§ What to work on
Print the data below exactly as it stands, and keep the pictures out.

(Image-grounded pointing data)
_____

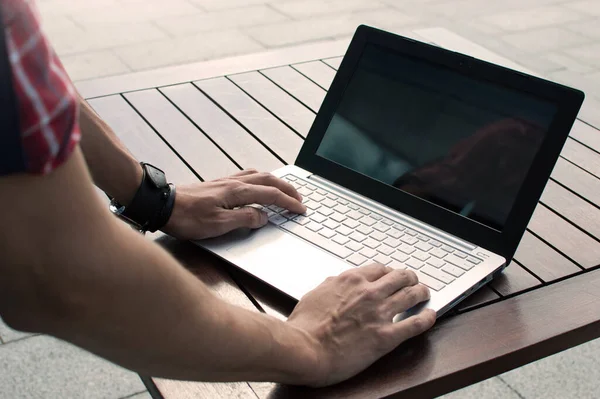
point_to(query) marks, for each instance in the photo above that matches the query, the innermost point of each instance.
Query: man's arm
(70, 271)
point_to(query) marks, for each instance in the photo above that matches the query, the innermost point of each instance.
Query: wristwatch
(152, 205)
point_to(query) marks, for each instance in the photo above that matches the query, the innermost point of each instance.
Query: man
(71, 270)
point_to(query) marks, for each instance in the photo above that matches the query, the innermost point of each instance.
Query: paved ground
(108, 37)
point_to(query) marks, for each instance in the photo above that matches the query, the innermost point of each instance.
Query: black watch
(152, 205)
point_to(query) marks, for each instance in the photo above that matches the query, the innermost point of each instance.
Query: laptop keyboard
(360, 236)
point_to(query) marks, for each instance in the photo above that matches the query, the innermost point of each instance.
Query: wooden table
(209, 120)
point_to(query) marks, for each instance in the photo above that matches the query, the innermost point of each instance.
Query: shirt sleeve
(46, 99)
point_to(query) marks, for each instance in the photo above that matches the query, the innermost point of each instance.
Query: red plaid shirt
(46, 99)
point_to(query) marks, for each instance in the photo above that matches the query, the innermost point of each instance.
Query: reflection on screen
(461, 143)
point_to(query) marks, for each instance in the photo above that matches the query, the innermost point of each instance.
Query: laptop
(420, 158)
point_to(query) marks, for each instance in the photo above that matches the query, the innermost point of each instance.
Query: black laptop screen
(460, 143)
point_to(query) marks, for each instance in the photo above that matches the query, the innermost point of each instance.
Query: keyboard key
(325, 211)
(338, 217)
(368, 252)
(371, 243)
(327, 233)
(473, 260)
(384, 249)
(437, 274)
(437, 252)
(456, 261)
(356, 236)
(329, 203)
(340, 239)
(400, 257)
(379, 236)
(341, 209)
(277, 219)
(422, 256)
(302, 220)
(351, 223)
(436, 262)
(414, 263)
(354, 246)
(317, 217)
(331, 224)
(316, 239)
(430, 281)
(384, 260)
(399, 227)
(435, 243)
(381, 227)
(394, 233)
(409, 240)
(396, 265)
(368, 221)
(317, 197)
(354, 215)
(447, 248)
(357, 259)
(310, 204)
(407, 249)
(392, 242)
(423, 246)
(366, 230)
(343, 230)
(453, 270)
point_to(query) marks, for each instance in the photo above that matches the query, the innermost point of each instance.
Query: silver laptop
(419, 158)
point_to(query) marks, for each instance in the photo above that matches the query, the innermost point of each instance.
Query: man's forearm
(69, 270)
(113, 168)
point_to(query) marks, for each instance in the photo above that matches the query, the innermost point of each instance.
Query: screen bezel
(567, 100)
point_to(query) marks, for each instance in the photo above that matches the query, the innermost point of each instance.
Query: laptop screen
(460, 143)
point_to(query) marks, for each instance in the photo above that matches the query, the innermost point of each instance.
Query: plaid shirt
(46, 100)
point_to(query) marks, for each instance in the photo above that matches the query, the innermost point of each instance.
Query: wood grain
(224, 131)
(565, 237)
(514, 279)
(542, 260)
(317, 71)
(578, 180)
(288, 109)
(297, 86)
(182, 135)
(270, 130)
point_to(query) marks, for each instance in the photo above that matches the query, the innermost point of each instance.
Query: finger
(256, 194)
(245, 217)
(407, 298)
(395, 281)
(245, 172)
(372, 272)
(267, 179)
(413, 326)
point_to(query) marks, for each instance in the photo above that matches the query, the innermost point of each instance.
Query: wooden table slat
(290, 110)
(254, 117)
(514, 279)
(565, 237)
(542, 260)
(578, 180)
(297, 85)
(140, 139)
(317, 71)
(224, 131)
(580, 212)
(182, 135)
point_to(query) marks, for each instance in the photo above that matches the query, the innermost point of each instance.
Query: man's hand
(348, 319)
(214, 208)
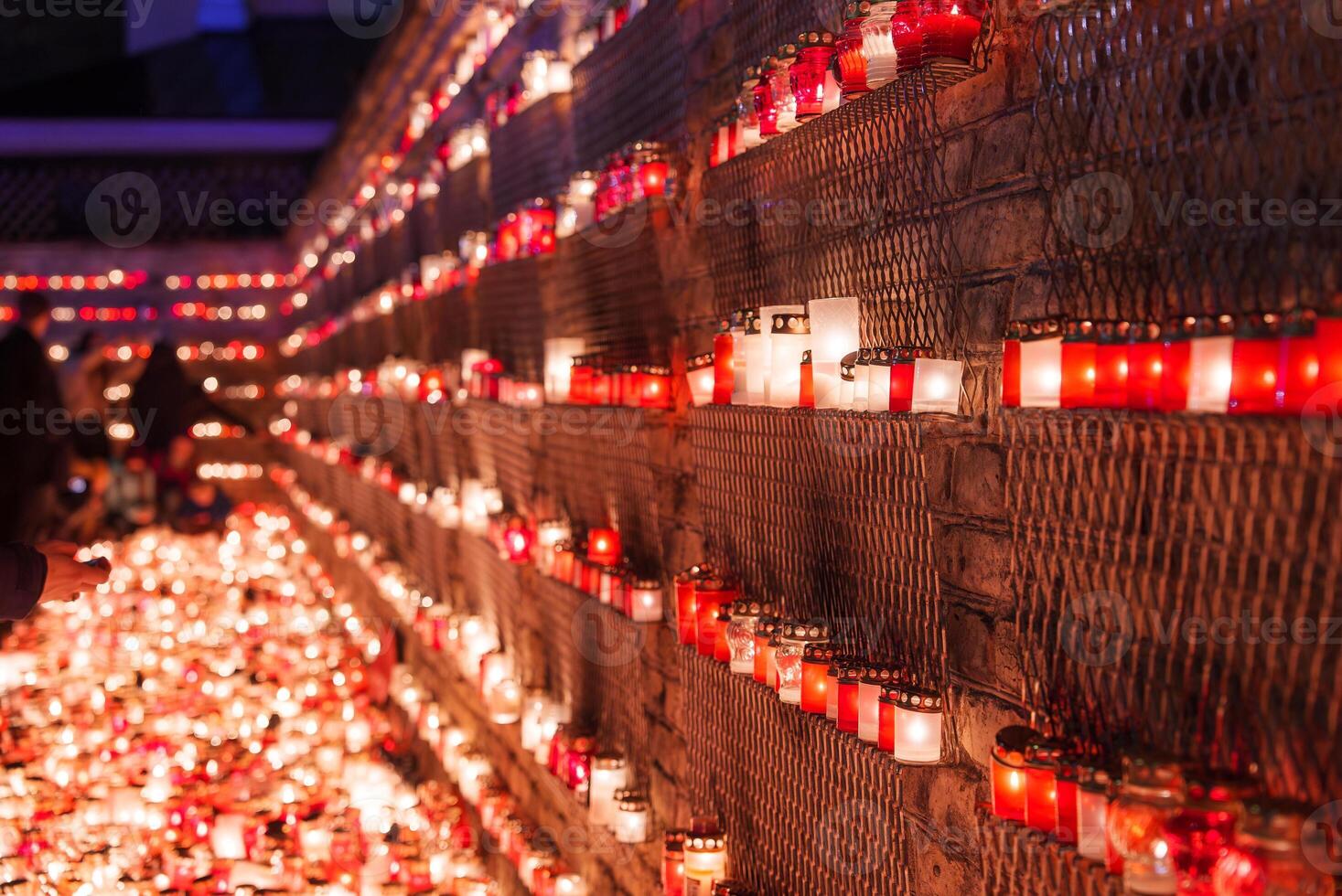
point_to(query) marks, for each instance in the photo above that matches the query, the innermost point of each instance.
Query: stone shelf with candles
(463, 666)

_____

§ Exercise answer
point_to(query) marks, for each instance in the photo above that matches the query, the innermost point of each instance.
Query: man's arm
(70, 271)
point_to(query) marks, for each instance in the photo above that matches the query, the innermost point of each instance.
Query: wristwatch
(152, 205)
point_to(query) marks, for each instance in the photo above that matches the query, the innermost point of each instance.
Query: man
(71, 270)
point_to(query) marks, for each instance in the photo above that matches the query, the innermost point of each instance.
Query: paved ground
(108, 37)
point_to(query) marks, for each instance in the photo above that matches the query, the innermost point of each instance.
Query: black watch
(152, 205)
point_to(query) marks, for each instance in the photo above that matches the query, the innermost point of each instance.
Query: laptop keyboard
(360, 236)
point_to(query) marks, for each instance in the photo above that matches the query, the innermost point of each instance.
Query: wooden table
(209, 120)
point_to(query) marks, for each instance in the photo above that matches the query, the innermost point of each instance.
Query: shirt sleeve
(46, 99)
point_to(query) marks, for each instance in the photo above that matches the query, the innermost point of each instance.
Query: red plaid shirt
(46, 99)
point_to(query) marks, for each instance in the photo above that matches the query, the innermost point of each instance.
Query: reflection on screen
(461, 143)
point_to(query) marks, for each instance in the photo above that matches the query, the innermost point of each instance.
Query: laptop
(420, 158)
point_to(query) marks, for each instance in the photo above that matches the query, the innermost point of each instance.
Query: black laptop screen
(460, 143)
point_to(query) marks, for each instance in the photo above that matches the query, the innermost point of each instance.
Query: keyboard key
(325, 211)
(338, 217)
(368, 252)
(371, 243)
(327, 233)
(473, 260)
(384, 249)
(437, 274)
(437, 252)
(456, 261)
(356, 236)
(329, 203)
(340, 239)
(400, 257)
(379, 236)
(341, 209)
(277, 219)
(422, 256)
(302, 220)
(351, 223)
(436, 262)
(414, 263)
(354, 246)
(317, 217)
(331, 224)
(316, 239)
(430, 281)
(384, 260)
(399, 227)
(435, 243)
(381, 227)
(394, 233)
(409, 240)
(396, 265)
(368, 221)
(317, 197)
(354, 215)
(447, 248)
(357, 259)
(310, 204)
(407, 249)
(392, 242)
(423, 246)
(366, 230)
(343, 230)
(453, 270)
point_to(query) marks, for each instance in the photo above that matches the query, the innermost point of each instance.
Query: silver laptop
(419, 158)
point_to(query) marks, for each instance in the photo above that matches the query, the innermost point of each instance.
Query: man's forearm
(69, 270)
(113, 168)
point_to(query) marks, for each instance in the photo above that matches the query, the innermost point of each instance.
Query: screen bezel
(567, 100)
point_to(query) marks, for each instance in the photo above that matches the query, the innermost point of each instance.
Query: laptop screen
(460, 143)
point_to(query) marks, for each instance in the photo above that matches the query, the innermost point of each instance.
Query: plaid shirt
(46, 100)
point_to(query) marks, for each instance in the photo above that matches the query, the innermost point of each instance.
Query: wood grain
(224, 131)
(565, 237)
(514, 279)
(542, 260)
(317, 71)
(578, 180)
(288, 109)
(297, 86)
(182, 135)
(270, 130)
point_to(query) marks, for each instance in the photo above that matches the query, the innermost point of each instance.
Query: finger
(256, 194)
(245, 217)
(407, 298)
(395, 281)
(245, 172)
(372, 272)
(267, 179)
(413, 326)
point_to(query) marks, for each instance in the photo above that matches the query, the innermost point of each instance.
Query: wooden table slat
(290, 110)
(254, 117)
(514, 279)
(565, 237)
(542, 260)
(578, 180)
(297, 85)
(140, 139)
(317, 71)
(224, 131)
(580, 212)
(182, 135)
point_to(query) marks, for each instance in the photo above that matches the query, the innermost point of each instance.
Query: man's hand
(348, 319)
(214, 208)
point_to(query) marks, for each instance in the photo above that matches the query, the innermost point of each instance.
Query: stone shelf with candles
(463, 666)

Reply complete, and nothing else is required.